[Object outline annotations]
··········

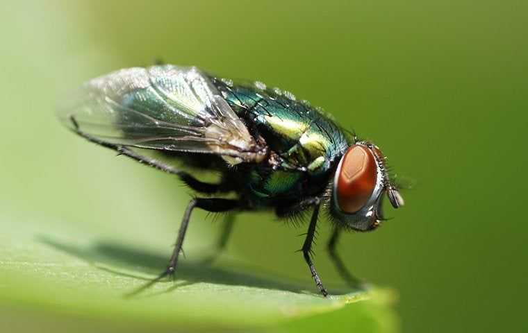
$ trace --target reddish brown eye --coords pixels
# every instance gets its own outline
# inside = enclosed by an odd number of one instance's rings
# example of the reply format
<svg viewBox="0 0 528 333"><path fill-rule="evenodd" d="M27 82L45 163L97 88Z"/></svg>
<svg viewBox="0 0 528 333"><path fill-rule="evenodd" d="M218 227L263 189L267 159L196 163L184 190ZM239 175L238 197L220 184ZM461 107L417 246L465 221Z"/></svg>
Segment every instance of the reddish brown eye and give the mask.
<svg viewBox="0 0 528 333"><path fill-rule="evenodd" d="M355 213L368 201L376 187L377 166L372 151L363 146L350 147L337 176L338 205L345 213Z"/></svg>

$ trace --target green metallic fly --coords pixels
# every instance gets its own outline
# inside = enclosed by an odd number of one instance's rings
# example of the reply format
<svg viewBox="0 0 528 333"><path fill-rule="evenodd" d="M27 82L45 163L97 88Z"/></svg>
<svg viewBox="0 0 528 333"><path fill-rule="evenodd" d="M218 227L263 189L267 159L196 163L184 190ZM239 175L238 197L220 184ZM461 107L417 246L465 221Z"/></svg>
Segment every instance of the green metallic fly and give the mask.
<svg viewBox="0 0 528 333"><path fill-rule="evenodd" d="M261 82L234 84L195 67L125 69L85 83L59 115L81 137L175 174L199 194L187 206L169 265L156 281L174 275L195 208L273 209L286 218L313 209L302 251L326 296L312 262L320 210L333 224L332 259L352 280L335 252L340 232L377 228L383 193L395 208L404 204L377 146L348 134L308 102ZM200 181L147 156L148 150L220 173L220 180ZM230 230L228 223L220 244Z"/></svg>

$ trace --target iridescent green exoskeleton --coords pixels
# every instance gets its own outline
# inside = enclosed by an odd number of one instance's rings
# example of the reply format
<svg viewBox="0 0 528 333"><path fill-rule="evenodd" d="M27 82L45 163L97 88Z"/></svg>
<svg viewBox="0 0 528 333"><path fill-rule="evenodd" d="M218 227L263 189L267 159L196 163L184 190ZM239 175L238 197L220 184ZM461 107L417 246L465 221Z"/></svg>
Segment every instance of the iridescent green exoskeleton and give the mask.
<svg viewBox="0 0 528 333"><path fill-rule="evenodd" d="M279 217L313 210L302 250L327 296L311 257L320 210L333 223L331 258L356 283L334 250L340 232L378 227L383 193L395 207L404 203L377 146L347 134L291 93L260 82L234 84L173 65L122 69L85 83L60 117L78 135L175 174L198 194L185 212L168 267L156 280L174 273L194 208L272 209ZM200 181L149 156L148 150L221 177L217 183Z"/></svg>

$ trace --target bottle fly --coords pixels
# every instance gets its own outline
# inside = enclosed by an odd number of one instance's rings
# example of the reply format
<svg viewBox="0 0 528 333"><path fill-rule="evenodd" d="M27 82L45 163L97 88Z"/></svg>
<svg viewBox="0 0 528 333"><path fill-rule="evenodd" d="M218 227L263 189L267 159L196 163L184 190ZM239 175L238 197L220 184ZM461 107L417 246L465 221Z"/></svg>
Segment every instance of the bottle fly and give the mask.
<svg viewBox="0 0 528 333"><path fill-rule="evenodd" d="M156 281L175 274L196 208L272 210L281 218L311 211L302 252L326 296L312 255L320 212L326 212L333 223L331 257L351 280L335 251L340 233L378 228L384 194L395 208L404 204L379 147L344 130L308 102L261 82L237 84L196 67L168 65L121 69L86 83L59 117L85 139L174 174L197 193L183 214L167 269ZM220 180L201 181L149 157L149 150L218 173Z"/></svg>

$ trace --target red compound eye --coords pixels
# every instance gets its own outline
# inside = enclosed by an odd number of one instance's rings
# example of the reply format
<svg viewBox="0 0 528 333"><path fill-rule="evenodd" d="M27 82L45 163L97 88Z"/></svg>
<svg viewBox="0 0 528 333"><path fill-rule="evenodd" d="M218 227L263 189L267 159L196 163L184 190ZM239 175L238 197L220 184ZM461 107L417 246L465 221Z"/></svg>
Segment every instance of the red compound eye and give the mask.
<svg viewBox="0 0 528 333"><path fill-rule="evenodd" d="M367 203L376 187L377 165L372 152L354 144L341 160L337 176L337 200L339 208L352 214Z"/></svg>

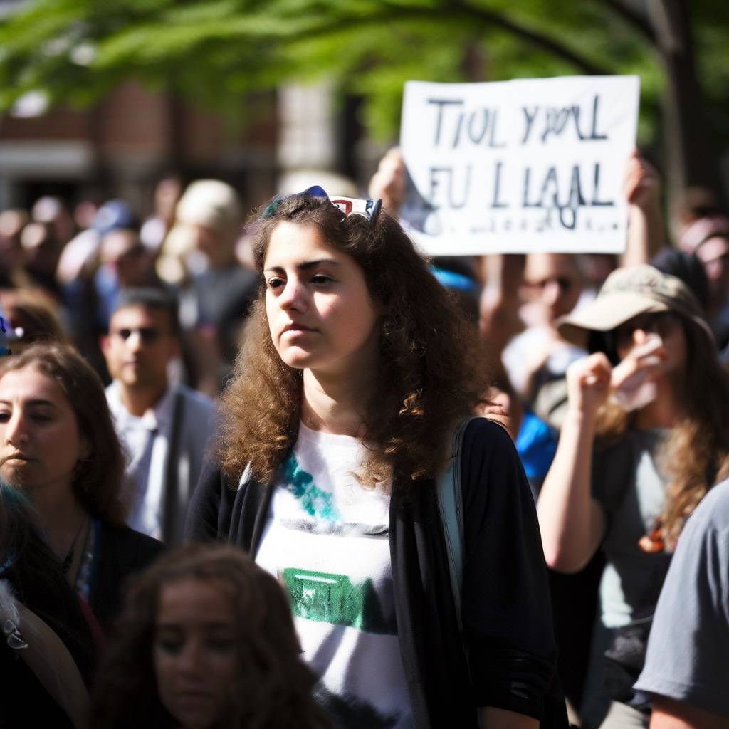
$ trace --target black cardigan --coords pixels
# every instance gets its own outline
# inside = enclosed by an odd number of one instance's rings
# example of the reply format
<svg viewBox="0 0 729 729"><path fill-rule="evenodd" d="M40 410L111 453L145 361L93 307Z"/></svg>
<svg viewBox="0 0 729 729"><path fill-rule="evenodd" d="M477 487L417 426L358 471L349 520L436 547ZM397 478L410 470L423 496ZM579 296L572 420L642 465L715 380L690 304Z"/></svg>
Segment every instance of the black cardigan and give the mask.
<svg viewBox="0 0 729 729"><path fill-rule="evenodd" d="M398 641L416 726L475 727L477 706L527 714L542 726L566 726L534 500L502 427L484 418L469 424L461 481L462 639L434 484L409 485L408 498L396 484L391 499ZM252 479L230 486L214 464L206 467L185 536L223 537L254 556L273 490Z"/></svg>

··········

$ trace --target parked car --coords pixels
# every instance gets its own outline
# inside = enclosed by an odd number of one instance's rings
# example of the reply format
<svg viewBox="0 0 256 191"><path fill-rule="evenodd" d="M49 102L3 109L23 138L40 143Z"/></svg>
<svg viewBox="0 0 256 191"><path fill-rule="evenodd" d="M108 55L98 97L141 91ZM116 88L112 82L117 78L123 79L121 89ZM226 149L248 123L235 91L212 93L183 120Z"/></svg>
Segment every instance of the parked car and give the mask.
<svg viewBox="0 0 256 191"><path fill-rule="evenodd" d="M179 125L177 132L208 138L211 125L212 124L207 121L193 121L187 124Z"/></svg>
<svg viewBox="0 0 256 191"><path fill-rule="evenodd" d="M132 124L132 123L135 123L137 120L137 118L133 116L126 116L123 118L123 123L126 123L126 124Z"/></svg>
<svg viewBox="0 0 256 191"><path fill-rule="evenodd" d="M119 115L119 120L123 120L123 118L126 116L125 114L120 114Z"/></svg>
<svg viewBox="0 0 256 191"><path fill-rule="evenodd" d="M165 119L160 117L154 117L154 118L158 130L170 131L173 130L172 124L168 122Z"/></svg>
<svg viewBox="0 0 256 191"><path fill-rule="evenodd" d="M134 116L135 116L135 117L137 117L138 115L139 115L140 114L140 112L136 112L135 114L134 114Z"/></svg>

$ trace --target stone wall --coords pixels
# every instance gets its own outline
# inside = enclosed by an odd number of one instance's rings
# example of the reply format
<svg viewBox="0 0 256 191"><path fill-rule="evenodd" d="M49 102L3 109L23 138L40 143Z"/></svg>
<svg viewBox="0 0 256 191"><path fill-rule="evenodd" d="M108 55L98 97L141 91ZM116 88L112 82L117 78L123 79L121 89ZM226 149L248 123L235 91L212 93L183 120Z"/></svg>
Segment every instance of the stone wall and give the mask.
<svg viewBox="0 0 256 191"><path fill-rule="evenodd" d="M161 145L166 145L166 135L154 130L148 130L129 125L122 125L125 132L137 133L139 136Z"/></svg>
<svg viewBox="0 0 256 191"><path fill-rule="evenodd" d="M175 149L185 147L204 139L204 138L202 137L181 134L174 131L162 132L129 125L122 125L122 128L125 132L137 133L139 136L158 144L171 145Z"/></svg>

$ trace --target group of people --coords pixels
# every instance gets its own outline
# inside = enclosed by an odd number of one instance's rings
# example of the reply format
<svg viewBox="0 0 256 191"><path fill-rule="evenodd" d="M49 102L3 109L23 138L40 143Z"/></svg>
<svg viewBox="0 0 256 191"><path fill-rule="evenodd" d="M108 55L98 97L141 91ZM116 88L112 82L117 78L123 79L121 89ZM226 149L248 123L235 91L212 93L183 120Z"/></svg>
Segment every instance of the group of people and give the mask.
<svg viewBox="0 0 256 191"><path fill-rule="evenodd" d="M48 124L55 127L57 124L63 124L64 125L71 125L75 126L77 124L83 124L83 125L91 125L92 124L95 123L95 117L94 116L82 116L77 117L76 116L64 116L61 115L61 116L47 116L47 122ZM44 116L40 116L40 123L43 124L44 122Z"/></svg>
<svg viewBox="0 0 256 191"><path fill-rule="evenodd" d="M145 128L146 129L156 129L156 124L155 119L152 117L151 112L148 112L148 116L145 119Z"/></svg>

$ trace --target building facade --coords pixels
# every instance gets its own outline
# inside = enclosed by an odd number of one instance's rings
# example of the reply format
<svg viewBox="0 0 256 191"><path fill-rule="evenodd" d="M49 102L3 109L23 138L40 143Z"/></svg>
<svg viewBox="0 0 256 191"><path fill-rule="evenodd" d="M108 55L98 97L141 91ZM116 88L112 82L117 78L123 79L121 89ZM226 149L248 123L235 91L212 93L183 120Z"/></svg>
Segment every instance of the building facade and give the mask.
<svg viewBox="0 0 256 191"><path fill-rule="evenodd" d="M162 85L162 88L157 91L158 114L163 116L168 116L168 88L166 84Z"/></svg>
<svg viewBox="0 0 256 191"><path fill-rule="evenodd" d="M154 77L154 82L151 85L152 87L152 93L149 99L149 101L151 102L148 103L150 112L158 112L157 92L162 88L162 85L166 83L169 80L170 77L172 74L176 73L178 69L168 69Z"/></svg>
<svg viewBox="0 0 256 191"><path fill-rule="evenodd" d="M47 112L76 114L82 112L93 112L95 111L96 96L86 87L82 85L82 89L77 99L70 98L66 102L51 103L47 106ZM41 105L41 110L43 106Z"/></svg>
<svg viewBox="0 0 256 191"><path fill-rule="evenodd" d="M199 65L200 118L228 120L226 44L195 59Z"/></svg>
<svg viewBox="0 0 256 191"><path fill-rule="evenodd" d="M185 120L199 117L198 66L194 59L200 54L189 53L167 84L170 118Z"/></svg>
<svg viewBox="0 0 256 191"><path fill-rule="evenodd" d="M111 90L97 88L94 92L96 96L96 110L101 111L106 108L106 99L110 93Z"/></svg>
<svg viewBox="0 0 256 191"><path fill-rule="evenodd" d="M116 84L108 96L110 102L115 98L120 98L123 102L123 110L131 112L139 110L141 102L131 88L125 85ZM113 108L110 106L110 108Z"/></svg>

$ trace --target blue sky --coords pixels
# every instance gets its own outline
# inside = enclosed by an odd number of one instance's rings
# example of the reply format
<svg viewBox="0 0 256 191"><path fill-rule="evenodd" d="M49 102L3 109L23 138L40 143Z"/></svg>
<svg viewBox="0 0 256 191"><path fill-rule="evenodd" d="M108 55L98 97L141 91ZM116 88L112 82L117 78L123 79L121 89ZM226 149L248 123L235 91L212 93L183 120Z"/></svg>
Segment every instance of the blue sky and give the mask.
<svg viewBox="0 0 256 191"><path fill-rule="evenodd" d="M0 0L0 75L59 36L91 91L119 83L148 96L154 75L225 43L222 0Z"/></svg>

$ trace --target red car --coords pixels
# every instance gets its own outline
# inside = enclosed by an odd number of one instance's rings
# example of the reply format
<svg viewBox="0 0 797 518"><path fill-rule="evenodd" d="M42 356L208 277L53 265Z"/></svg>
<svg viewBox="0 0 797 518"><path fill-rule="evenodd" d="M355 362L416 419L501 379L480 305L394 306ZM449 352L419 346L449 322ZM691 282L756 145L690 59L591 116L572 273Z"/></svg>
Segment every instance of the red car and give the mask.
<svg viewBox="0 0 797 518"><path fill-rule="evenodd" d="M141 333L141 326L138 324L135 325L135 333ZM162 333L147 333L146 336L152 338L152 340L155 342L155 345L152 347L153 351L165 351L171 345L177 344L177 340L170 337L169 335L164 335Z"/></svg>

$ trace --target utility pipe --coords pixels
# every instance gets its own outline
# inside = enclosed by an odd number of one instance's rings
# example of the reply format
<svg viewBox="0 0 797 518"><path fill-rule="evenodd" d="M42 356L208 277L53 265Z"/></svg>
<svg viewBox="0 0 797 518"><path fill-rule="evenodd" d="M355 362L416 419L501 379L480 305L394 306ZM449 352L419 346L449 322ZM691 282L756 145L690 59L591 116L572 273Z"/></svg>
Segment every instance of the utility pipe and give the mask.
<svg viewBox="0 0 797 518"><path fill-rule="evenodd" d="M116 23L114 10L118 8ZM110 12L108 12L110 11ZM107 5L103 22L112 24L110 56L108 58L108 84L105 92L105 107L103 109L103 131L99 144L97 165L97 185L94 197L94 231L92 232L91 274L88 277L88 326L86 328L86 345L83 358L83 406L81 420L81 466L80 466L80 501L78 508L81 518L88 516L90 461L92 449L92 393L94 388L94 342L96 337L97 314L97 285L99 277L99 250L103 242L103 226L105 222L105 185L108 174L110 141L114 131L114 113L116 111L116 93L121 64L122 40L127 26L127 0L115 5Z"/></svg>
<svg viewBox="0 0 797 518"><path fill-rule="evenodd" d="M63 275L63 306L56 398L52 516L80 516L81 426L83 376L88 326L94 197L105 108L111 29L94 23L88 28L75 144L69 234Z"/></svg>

··········

DIRECTION: Can you output the rows from the line containing "brown eye --coords pixels" through the line containing "82L234 84L195 67L125" as a two-column CSV with the headers input and output? Each row goes on one line, with its text in input and its answer in output, each in a single quoted field and with line breaks turned into spaces.

EXERCISE ANSWER:
input,output
"$ trace --target reddish brown eye --coords pixels # every instance gets its own outline # inside = enclosed by an odd number of one instance's rings # example of the reply format <svg viewBox=""0 0 528 333""><path fill-rule=""evenodd"" d=""M27 82L45 163L97 88Z""/></svg> <svg viewBox=""0 0 528 333""><path fill-rule=""evenodd"" d=""M218 227L263 189L267 159L196 163L184 190ZM239 175L238 197L220 184ZM461 107L417 246L465 221Z""/></svg> Segment every instance of the reddish brown eye and give the mask.","<svg viewBox=""0 0 528 333""><path fill-rule=""evenodd"" d=""M355 213L368 201L376 187L377 166L372 151L363 146L350 147L337 176L338 205L345 213Z""/></svg>"
"$ trace --target green metallic fly --coords pixels # every instance gets its own outline # inside = enclosed by an odd number of one instance's rings # example of the reply format <svg viewBox=""0 0 528 333""><path fill-rule=""evenodd"" d=""M27 82L45 163L97 88Z""/></svg> <svg viewBox=""0 0 528 333""><path fill-rule=""evenodd"" d=""M218 227L263 189L267 159L196 163L184 190ZM239 175L238 197L220 184ZM461 107L417 246L465 221Z""/></svg> Segment every instance of the green metallic fly and give the mask.","<svg viewBox=""0 0 528 333""><path fill-rule=""evenodd"" d=""M261 82L234 84L195 67L125 69L85 83L59 115L81 137L175 174L199 194L187 206L169 265L156 281L174 275L195 208L273 209L286 218L313 209L302 251L326 296L312 262L320 210L333 224L332 259L352 280L335 252L340 232L377 228L383 193L395 208L404 204L377 146L348 134L308 102ZM200 181L147 156L148 150L220 173L220 180ZM230 230L228 223L220 244Z""/></svg>"